----- Material

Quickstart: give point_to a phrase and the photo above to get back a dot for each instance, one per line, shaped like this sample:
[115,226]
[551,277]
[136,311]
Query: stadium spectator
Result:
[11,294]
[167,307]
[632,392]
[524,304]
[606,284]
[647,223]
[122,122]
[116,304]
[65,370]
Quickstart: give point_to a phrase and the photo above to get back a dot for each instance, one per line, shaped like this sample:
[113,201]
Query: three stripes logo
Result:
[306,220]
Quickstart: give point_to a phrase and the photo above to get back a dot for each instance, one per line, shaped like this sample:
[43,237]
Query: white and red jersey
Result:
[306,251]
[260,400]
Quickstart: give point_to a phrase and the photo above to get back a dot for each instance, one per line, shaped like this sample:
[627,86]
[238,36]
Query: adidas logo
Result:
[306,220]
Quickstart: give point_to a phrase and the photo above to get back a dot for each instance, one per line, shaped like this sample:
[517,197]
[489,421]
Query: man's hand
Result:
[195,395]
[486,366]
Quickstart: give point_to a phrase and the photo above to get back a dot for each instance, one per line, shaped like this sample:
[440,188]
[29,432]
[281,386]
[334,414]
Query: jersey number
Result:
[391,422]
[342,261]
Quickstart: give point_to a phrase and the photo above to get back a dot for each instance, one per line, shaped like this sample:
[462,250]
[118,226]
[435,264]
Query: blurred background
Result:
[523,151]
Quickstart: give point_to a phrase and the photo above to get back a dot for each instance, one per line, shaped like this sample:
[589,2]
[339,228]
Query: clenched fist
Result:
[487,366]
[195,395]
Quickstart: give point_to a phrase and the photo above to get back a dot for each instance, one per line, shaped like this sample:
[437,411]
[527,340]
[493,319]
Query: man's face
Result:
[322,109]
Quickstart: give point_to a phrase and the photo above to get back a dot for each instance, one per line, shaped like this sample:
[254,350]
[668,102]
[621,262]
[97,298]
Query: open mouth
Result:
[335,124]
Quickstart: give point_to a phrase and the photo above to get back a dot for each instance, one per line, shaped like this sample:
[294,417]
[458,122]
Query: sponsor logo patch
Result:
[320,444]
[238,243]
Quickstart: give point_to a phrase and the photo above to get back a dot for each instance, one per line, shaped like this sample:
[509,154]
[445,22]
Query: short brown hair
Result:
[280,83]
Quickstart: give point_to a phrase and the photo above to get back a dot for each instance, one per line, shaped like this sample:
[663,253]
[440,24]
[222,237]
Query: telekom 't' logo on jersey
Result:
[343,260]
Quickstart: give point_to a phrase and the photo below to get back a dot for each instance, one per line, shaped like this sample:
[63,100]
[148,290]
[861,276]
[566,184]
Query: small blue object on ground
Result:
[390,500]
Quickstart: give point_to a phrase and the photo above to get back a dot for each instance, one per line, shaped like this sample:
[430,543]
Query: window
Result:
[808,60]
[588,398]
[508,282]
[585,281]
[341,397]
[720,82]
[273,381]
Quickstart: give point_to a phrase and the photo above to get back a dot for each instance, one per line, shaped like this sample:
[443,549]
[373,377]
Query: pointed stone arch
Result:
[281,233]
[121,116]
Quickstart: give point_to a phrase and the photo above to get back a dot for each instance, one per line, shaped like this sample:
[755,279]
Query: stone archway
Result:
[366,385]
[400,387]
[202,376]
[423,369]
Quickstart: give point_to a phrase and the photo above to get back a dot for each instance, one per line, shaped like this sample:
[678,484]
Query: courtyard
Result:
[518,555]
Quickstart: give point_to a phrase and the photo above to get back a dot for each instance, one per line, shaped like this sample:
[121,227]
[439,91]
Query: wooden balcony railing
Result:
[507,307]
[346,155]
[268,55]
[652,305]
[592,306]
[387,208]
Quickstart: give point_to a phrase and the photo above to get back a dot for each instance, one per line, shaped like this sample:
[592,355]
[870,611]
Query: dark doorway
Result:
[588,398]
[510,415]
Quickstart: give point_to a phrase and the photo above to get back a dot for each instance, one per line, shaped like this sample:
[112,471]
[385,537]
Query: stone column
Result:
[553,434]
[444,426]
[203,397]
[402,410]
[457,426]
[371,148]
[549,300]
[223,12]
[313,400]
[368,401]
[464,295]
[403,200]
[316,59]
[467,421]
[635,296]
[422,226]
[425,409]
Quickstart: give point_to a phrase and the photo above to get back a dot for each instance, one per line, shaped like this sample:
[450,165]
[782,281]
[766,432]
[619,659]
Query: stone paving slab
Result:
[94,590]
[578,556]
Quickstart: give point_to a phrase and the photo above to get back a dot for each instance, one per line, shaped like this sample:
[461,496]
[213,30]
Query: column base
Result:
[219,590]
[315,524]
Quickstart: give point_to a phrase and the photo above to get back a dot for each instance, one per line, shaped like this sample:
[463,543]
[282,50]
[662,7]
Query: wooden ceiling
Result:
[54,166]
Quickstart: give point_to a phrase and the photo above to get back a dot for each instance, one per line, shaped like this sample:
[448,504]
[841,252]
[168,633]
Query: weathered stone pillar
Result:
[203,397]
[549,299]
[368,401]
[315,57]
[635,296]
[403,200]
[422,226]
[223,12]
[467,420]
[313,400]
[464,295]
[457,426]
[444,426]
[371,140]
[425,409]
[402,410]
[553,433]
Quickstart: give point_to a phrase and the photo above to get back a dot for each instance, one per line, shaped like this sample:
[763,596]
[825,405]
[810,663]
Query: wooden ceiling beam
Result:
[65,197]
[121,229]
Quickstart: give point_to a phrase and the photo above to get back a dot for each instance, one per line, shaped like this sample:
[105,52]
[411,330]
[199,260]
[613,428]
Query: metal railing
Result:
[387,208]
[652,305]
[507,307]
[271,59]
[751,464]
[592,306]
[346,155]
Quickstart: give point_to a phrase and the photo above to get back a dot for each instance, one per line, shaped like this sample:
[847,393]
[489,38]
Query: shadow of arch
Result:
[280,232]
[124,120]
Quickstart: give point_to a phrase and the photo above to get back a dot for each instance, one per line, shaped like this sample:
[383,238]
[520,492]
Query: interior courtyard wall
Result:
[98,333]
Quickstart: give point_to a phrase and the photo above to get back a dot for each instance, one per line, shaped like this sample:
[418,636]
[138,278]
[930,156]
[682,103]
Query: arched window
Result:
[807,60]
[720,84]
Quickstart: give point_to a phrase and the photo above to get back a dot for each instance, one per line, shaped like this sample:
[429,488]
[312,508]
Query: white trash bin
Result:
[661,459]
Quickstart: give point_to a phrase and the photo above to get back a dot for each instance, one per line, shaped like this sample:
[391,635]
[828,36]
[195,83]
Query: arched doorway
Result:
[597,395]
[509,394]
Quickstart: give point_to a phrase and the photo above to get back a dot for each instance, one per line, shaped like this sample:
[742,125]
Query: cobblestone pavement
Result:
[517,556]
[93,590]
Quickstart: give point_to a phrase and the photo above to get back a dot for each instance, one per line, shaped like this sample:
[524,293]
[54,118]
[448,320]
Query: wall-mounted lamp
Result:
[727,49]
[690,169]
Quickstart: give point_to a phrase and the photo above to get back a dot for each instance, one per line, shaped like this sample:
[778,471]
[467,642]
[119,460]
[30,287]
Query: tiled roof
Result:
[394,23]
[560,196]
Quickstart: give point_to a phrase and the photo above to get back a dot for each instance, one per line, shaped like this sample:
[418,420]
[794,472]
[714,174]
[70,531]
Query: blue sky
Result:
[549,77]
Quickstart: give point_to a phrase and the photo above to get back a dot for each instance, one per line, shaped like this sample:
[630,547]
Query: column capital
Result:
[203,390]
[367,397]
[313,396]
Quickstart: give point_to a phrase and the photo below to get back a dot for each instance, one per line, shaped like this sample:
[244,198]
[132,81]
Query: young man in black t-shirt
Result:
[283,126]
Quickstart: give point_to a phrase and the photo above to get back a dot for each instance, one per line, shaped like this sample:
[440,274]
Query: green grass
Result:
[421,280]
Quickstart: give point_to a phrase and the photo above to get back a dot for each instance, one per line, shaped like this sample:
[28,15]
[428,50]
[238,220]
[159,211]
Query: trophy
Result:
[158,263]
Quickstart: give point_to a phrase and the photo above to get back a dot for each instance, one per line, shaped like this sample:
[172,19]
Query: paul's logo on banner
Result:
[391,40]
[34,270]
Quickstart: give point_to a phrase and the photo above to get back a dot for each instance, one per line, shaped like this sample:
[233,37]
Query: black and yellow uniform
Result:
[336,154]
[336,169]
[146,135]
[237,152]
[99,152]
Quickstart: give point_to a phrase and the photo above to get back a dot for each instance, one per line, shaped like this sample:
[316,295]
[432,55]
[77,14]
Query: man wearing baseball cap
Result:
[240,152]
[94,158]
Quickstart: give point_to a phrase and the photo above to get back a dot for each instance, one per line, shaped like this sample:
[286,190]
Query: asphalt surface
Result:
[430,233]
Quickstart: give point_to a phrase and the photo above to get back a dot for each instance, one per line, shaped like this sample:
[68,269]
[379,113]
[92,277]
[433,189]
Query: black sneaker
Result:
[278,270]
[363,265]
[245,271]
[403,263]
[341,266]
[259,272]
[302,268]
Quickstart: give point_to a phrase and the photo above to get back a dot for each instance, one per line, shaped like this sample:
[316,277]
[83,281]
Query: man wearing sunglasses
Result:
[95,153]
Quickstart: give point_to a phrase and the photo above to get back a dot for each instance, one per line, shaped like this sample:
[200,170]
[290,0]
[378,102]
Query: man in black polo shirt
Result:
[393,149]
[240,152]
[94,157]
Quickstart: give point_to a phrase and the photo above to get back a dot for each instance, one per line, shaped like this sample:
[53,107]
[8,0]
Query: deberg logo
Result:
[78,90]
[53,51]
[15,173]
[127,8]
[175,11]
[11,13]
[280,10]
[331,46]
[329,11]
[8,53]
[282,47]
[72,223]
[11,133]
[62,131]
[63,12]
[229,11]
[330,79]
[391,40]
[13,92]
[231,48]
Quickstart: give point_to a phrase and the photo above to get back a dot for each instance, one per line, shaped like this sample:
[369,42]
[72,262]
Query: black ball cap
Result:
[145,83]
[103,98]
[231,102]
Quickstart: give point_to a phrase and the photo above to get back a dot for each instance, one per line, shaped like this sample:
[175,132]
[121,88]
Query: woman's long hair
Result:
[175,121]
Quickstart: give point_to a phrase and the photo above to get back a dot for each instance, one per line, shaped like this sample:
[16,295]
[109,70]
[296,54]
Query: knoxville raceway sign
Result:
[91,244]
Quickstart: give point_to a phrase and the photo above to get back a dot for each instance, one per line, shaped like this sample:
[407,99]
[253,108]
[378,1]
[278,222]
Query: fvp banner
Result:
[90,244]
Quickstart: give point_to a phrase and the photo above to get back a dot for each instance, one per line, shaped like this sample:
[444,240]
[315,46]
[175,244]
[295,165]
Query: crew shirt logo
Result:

----------

Aim:
Pull out every line of the records above that contains the word "wooden", copying each one in full.

Reply to the task:
Query: wooden balcony railing
Query: wooden ceiling
Query: wooden ceiling beam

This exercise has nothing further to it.